◆ EXERCISE AIM: Line by line, return the data exactly as shown.

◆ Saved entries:
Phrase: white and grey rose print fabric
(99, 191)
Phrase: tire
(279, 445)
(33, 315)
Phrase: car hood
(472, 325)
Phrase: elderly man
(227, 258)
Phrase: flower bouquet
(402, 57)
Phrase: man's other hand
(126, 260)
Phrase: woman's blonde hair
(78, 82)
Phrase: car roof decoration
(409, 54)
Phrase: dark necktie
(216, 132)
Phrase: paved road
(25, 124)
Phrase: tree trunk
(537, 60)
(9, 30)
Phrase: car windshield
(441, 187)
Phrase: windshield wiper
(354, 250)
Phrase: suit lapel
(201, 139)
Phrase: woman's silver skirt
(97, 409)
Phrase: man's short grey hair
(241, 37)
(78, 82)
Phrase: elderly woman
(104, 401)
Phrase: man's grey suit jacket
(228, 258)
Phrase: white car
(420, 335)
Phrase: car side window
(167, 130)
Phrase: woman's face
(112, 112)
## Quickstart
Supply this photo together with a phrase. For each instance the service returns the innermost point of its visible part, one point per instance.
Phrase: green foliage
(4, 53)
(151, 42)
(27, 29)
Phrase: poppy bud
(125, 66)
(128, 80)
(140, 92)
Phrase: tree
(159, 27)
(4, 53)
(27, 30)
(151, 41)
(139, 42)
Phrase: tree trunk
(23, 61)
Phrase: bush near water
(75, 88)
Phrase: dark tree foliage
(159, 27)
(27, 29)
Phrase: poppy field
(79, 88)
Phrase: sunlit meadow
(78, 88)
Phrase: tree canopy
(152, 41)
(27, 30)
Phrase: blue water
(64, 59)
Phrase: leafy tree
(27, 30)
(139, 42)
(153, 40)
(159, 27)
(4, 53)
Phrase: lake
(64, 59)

◆ SOLUTION:
Phrase: white and grey rose print fabric
(99, 191)
Phrase: tire
(279, 445)
(33, 315)
Phrase: car hood
(472, 325)
Phrase: elderly man
(227, 258)
Phrase: flower bouquet
(402, 57)
Phrase: man's other hand
(126, 260)
Phrase: woman's blonde hair
(78, 82)
Phrase: car roof decoration
(409, 54)
Phrase: dark necktie
(216, 132)
Phrase: paved road
(25, 124)
Phrase: tree trunk
(537, 60)
(9, 30)
Phrase: car windshield
(441, 187)
Phrase: windshield wiper
(354, 250)
Phrase: suit lapel
(201, 139)
Phrase: woman's silver skirt
(97, 409)
Phrase: man's short grey hair
(241, 37)
(78, 82)
Phrase: elderly woman
(104, 401)
Phrase: man's grey suit jacket
(228, 258)
Phrase: white car
(420, 335)
Phrase: car side window
(167, 130)
Phrase: woman's face
(112, 112)
## Quickstart
Supply this photo together with a phrase. For each instance the service returns the innermost point of its visible part, one point per instance.
Phrase: green foliage
(4, 53)
(151, 42)
(27, 29)
Phrase: poppy bud
(125, 66)
(128, 80)
(140, 92)
Phrase: tree
(159, 27)
(4, 53)
(27, 30)
(151, 41)
(139, 42)
Phrase: tree trunk
(23, 61)
Phrase: bush near water
(75, 88)
Phrase: dark tree foliage
(159, 27)
(27, 29)
Phrase: poppy field
(79, 88)
Phrase: sunlit meadow
(78, 88)
Phrase: tree canopy
(152, 41)
(27, 30)
Phrase: blue water
(64, 59)
Phrase: leafy tree
(27, 30)
(139, 42)
(153, 40)
(159, 27)
(4, 53)
Phrase: lake
(64, 59)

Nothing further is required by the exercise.